# CONSEGNE
1/ Nell'estratto sulla storia del prete dalit, a che età chi racconta ha perso il padre?
2/ Prosegui il racconto del prete dalit a partire dal punto in cui si ferma.

# ESTRATTO SCELTO
------------------------------------------------------------

Perché capiate meglio, voglio raccontarvi la mia storia. Sono l’ultimogenito di una famiglia cattolica. Ho perso mio padre all’età di 3 anni e mia madre ha dovuto crescere da sola sei figli affrontando molte discriminazioni come donna vedova dalit. È lei che mi ha passato la passione di lottare per i diritti dei deboli. Ho studiato in una scuola del nostro villaggio portata avanti da preti di alta casta, che non mi hanno permesso di frequentarvi anche le superiori in quanto dalit, per cui sono dovuto andare in una scuola statale il cui livello era molto basso. Il loro comportamento mi ha spinto a diventare prete per essere veramente cristiano. Ho dovuto spostarmi di 500 km per unirmi alla comunità dei gesuiti (che da tempo aiutano i dalit) e così sono diventato prete.

Come vivono i dalit?

------------------------------------------------------------

# BLOCCO DATI
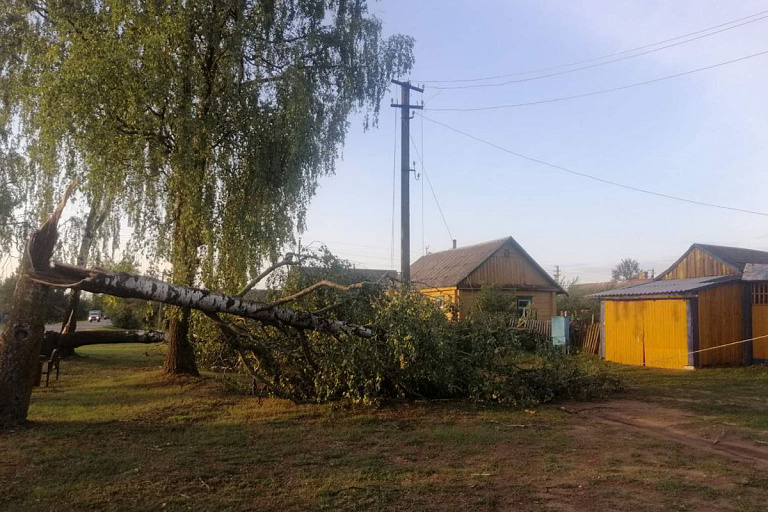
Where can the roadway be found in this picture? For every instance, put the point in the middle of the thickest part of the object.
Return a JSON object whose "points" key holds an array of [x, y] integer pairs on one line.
{"points": [[82, 325]]}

------------------------------------------------------------

# RISULTATI ATTESI
1/ A 3 anni.

2/
Per lo più sono agricoltori o pulitori di strade (anche degli escrementi, con le mani). Lo stesso governo indiano dice che ogni giorno in India vengono uccisi 3 dalit e 15 sono attaccati. Anche chi ha la possibilità di studiare verrà sempre discriminato. In India da 125 anni esiste un’associazione di avvocati, ma mai il presidente è stato un dalit. Spesso vedendo il mio lavoro i miei colleghi mi hanno chiesto di candidarmi e nelle riunioni mi hanno fatto i complimenti per come ho parlato, anche perché c’erano persone di alta casta incapaci di fare un discorso in inglese come me. Eppure il giorno delle elezioni, a parte i dalit, nessuno ha votato per me. Perché sono un dalit.

Questa discriminazione frena la gente dall’adoperarsi perché le cose possano cambiare: Se le cose vanno così è perché io appartengo a questa casta.
Per me è stato importante, come dalit, aver aiutato tanta gente durante lo tsunami, ca. 10.000 famiglie di cui solo 2.000 dalit: abbiamo voluto dimostrare che i dalit possono portare un contributo positivo.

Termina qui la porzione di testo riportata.